*** Opening of Document extract ***

I've now been in my position for 120 days, and the team and I spent a lot of time looking at what we do well, what we need to do better, and clarifying how we will build our future.
In the six years since the Institute started in 2008, the death rate for injured children has been reduced from 12,400 to the 9,500 per year in the U.S. Many organizations are focused on improving those numbers. The Institute wants to work on topics that have societal impact over the long haul, so we need to clarify our message so that our audience understands what we do.
Part of that is clarifying our mission. Our new mission is to discover and share the best ways to prevent and treat severe injuries in children. We're going to focus on identifying and sharing best practices, particularly from the best pediatric trauma centers to the ones in need. We are going to work more in the area of prevention in addition to treatment and care after an injury.
Our three overarching strategies will now be funding research, education and advocacy, with measurable outcomes for each. From an advocacy standpoint we have to ignite the discussion of pediatric trauma at the local, state and federal government levels, because we need funding help from the government. Additionally, we are going to redesign our private fundraising initiatives to insure that we can raise at least $5,000,000 over the next five years.
With those three strategies we are going to focus our work in two areas:
1. Raising the level of pediatric trauma care nationwide
If your child is cared for at a Level I pediatric trauma center after a severe injury, they have a 25% better chance of surviving than if they're not. The bottom line is certain communities are better prepared to address a severely injured child when they show up at their hospital doorstep than others. We have an opportunity to help those in need get better prepared.
- Determine pediatric trauma readiness
We've preliminarily mapped the U.S. and identified a number of states like Idaho, Nevada, Montana, Utah, and Georgia, whose pediatric trauma readiness clearly lags states like North Carolina, Oklahoma, Texas, Ohio, and New York, particularly as it relates to having a Level I or Level II pediatric trauma center in their state.

*** Close of Document extract ***
*** Opening of Data for analysis ***

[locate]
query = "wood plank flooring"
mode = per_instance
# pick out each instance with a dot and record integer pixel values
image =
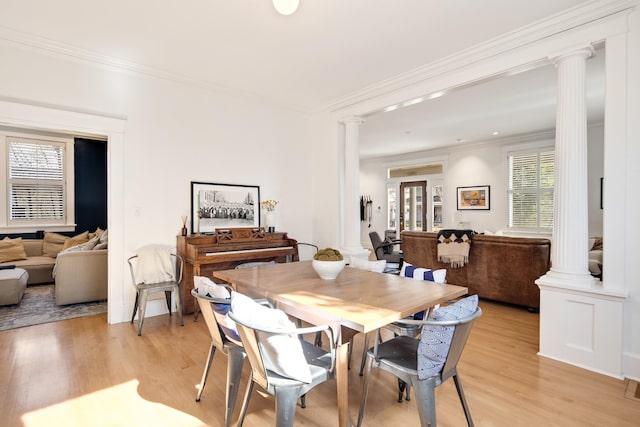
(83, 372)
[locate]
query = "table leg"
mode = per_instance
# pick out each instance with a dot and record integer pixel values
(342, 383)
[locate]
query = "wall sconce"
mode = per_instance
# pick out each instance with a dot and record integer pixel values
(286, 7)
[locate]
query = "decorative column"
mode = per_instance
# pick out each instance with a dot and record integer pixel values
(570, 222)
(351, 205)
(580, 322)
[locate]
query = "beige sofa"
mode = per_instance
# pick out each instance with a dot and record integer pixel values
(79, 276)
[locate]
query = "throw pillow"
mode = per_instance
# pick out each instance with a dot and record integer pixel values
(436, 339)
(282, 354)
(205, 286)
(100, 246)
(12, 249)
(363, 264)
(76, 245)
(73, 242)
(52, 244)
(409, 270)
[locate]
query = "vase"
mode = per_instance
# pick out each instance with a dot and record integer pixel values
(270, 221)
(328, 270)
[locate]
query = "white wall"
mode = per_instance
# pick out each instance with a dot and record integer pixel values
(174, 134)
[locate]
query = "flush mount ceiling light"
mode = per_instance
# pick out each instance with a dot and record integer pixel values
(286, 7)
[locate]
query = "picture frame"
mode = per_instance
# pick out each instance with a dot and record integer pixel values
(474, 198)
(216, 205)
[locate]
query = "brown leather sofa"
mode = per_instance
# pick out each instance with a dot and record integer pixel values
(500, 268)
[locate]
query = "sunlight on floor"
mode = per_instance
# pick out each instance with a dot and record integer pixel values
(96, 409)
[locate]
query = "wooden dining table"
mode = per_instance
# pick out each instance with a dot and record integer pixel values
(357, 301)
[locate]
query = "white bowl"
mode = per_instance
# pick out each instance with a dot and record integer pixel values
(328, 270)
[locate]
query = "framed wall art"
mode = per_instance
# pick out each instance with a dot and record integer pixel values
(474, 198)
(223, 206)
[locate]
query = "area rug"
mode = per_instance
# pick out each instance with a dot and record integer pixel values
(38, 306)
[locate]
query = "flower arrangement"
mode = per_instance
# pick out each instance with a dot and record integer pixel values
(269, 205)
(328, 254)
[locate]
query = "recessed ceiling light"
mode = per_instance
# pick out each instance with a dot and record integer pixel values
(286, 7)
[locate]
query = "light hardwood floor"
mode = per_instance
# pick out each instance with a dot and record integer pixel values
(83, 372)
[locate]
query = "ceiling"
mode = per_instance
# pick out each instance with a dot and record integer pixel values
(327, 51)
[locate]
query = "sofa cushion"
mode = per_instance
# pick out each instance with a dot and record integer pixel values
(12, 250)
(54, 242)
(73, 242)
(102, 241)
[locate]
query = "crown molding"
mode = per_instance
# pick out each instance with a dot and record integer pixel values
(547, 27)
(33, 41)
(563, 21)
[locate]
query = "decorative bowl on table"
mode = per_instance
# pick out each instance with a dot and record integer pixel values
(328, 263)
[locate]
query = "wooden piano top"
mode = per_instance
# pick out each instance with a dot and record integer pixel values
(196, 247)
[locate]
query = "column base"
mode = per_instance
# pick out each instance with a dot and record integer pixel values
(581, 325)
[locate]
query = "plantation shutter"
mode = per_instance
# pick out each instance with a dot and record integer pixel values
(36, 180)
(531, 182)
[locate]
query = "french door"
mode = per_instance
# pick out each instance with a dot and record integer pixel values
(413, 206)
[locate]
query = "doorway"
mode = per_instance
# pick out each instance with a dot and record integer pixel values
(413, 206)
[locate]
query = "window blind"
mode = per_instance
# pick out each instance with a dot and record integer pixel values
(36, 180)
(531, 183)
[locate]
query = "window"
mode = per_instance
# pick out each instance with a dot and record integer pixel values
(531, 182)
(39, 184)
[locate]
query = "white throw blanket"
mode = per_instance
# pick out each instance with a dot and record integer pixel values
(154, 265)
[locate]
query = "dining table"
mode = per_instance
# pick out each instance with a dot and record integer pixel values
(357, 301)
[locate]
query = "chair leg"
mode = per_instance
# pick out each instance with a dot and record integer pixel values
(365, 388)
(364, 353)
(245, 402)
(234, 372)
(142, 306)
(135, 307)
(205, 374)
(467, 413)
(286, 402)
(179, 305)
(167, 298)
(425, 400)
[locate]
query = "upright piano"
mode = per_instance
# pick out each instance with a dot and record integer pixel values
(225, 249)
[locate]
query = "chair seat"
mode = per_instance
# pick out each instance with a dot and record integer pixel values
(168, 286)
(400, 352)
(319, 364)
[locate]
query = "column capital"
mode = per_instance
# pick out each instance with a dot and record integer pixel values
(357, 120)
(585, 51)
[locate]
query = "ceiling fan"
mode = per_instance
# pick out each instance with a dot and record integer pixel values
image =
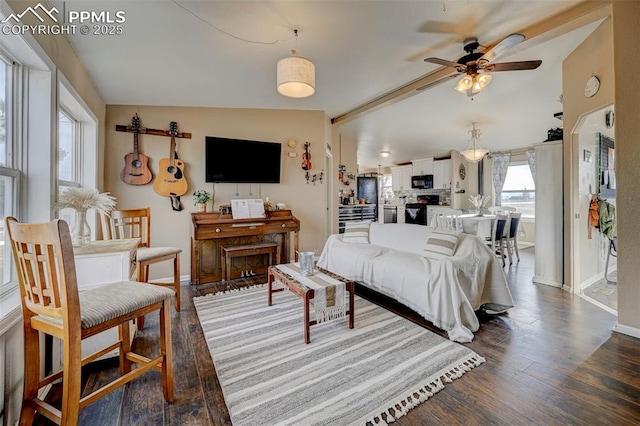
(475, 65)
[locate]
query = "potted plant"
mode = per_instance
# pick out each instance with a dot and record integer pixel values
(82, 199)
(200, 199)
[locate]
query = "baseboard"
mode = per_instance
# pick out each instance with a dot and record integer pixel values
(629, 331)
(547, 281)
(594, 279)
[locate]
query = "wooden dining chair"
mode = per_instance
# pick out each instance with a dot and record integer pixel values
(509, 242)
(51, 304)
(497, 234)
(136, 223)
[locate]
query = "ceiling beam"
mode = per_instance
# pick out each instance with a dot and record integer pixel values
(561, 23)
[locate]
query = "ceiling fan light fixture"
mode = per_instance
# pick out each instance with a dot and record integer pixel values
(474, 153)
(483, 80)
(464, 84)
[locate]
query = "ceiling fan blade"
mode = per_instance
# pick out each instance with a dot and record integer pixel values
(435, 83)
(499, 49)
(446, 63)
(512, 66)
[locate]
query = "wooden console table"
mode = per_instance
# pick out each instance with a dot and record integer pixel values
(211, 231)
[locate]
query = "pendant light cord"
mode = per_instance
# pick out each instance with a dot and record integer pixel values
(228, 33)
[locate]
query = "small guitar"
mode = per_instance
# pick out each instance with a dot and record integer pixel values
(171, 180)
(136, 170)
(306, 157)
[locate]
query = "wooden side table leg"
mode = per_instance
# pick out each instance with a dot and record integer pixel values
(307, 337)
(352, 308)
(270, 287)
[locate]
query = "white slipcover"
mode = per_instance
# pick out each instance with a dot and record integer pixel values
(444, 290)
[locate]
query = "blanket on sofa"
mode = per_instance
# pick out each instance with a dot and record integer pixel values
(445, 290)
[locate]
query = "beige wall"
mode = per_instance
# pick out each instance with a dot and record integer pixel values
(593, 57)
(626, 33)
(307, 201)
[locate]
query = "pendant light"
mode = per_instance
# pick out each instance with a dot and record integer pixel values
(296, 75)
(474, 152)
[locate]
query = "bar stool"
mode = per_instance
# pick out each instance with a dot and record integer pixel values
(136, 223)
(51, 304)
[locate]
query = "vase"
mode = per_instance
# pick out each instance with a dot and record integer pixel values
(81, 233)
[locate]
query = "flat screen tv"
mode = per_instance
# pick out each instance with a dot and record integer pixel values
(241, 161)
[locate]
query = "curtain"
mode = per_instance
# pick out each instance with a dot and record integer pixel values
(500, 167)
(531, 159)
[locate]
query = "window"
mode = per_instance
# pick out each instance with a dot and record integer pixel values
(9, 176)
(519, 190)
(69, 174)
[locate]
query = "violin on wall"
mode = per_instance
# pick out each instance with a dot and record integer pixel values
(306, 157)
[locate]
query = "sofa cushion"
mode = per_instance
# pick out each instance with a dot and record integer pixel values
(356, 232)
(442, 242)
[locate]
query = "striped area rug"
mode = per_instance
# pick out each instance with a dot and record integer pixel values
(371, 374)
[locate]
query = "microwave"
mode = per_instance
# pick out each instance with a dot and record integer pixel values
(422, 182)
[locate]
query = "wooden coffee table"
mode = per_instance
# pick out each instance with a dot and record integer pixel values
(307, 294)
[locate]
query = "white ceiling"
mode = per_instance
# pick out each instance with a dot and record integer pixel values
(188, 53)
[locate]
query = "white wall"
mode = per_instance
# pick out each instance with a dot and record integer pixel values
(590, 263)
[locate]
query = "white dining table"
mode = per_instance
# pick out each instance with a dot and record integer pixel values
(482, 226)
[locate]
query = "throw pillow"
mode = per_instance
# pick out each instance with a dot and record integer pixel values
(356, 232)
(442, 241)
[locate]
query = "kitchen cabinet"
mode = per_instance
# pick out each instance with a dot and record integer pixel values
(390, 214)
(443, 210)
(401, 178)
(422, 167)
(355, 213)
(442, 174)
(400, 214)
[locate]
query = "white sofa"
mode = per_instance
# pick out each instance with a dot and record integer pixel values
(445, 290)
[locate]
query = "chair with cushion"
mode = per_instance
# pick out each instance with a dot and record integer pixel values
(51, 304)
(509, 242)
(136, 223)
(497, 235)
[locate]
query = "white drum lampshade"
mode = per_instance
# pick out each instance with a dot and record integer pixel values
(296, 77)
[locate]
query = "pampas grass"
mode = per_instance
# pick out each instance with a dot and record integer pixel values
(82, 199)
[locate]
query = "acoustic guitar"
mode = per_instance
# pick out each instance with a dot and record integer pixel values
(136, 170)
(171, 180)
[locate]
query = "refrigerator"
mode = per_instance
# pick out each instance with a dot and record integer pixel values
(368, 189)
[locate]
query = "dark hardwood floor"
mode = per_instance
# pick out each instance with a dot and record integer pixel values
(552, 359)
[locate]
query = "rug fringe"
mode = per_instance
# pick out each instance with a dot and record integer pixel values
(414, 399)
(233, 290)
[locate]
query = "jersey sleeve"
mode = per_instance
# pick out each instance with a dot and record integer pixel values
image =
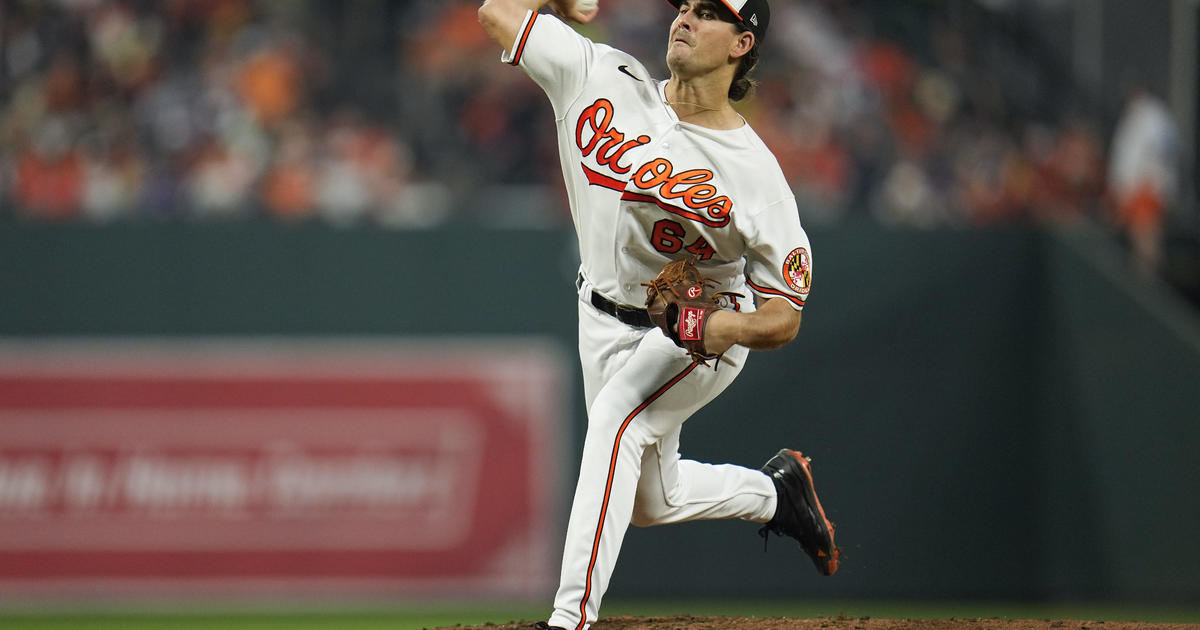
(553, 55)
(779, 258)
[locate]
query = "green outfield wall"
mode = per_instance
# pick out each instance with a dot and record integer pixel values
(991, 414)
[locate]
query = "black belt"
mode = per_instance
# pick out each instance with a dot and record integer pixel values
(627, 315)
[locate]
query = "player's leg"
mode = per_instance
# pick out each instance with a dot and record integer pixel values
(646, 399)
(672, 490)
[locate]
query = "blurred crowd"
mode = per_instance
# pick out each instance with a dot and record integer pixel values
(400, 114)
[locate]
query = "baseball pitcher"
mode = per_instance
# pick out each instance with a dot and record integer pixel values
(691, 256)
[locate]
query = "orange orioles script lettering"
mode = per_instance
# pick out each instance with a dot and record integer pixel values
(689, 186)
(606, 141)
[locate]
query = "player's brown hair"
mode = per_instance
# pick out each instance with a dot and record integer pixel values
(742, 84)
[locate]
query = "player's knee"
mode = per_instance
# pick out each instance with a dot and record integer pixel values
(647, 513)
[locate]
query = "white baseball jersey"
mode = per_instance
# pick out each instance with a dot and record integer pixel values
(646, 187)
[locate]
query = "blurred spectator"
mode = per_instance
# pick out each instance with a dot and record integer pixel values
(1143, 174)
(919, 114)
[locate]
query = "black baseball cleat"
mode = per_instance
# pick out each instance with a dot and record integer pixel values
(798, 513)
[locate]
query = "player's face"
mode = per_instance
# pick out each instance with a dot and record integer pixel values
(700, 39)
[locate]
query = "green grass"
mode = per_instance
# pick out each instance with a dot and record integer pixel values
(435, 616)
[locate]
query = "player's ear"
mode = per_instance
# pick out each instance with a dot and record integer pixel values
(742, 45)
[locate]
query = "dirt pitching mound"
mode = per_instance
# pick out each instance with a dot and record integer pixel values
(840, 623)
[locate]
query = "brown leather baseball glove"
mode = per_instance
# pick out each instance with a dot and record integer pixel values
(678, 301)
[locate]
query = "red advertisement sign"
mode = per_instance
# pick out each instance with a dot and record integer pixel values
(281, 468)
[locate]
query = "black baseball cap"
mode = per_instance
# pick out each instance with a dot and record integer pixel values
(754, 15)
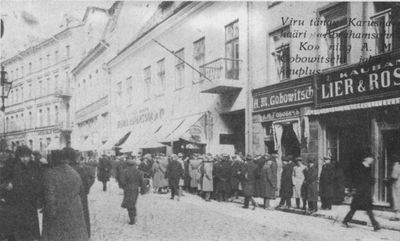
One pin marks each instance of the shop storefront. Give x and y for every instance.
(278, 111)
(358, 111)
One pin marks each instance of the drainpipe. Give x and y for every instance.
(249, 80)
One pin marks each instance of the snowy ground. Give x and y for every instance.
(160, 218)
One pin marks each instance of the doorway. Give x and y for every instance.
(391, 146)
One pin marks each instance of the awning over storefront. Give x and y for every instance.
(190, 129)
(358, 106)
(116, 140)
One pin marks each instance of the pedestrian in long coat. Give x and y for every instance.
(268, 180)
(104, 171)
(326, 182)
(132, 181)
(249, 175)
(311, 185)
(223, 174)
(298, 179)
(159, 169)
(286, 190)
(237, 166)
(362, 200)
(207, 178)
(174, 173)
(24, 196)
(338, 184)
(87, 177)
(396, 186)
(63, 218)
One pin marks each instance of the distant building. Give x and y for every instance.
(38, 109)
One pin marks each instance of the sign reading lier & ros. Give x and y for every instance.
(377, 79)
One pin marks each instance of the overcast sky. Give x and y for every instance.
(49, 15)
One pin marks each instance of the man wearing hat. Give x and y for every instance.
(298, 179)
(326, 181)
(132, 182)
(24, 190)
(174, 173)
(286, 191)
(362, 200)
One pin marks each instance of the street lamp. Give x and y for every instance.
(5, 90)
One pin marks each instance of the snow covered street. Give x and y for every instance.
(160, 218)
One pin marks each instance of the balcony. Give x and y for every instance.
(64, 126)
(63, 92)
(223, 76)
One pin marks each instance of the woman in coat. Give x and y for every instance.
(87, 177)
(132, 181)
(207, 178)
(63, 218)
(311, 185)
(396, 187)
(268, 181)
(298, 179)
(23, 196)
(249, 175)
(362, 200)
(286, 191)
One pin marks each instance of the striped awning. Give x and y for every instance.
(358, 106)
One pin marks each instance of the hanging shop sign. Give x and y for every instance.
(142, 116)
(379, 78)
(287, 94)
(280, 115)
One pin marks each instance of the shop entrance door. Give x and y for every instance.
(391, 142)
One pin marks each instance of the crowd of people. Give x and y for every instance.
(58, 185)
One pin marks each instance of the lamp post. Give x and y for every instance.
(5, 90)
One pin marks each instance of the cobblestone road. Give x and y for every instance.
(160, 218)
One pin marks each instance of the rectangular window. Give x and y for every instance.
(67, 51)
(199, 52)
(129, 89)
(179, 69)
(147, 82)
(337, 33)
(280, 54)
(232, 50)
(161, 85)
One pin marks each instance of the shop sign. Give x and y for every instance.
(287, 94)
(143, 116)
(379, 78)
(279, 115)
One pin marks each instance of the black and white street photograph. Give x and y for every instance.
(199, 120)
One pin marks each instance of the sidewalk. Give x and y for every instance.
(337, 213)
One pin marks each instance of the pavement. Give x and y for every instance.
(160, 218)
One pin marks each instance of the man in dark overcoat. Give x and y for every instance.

*** Close of Data for analysis ***

● Task set
• A. List every state that the pediatric trauma text names as lagging in pediatric trauma readiness.
• B. According to the pediatric trauma text, how much better is a child's chance of surviving a severe injury when cared for at a Level I pediatric trauma center?
• C. Extend the pediatric trauma text, picking up after its last sentence.

● Task responses
• A. Idaho, Nevada, Montana, Utah, Georgia

• B. The child has a 25% better chance of surviving.

• C.
- Pediatric Trauma Summit 2015
We are planning another pediatric trauma summit for 2015, which will resume the work laid out at the 2013 summit. The next summit will move theoretical ideas to more concrete action plans behind two specific aims: 1) extend pediatric trauma care to rural communities through innovative ways, and 2) create a toolkit to share best practices, tools, and techniques from well-established Level 1 pediatric trauma centers to others.
2. Prevention and treatment in youth sports and recreation
- Youth Sports
You've heard a lot about injury in sports, mainly from all the news about traumatic brain injuries (TBI) and concussions (mTBI) in football. We have funded the ongoing iTAKL youth football study for three seasons now. We need to focus on youth, 14 and under, because there is very little work being done for that age group. We plan to go beyond football to learn more about sports injuries for boys, particularly hockey, and we need to research soccer, basketball, lacrosse, cheerleading and other injury-prone sports for girls.
- Youth recreation
Additionally, we need discover ways to improve safety and treatment for recreational injuries to children, especially regarding ATV safety in the U.S. There are millions of ATVs on the road and there are millions of kids riding ATVs improperly, even though all states have laws regulating children riding ATVs. The problem is that they're riding without supervision, without helmets. They're riding on and driving equipment that's too powerful for their age, and they're falling.
Twenty-one percent of injuries amongst children on ATVs are multi-causal – head, bone, internal injuries. Nationwide, the research says that while children are only 20% of the riders on ATVs, they are 50% of those injured on ATVs. The most astounding fact is that 90% of kids riding ATVs don't wear helmets. We will leverage our relationships and Richard Childress' passion for the outdoors to help address this issue.
We will keep you posted on our progress through our newsletters as each initiative evolves. As always, we welcome your input and support.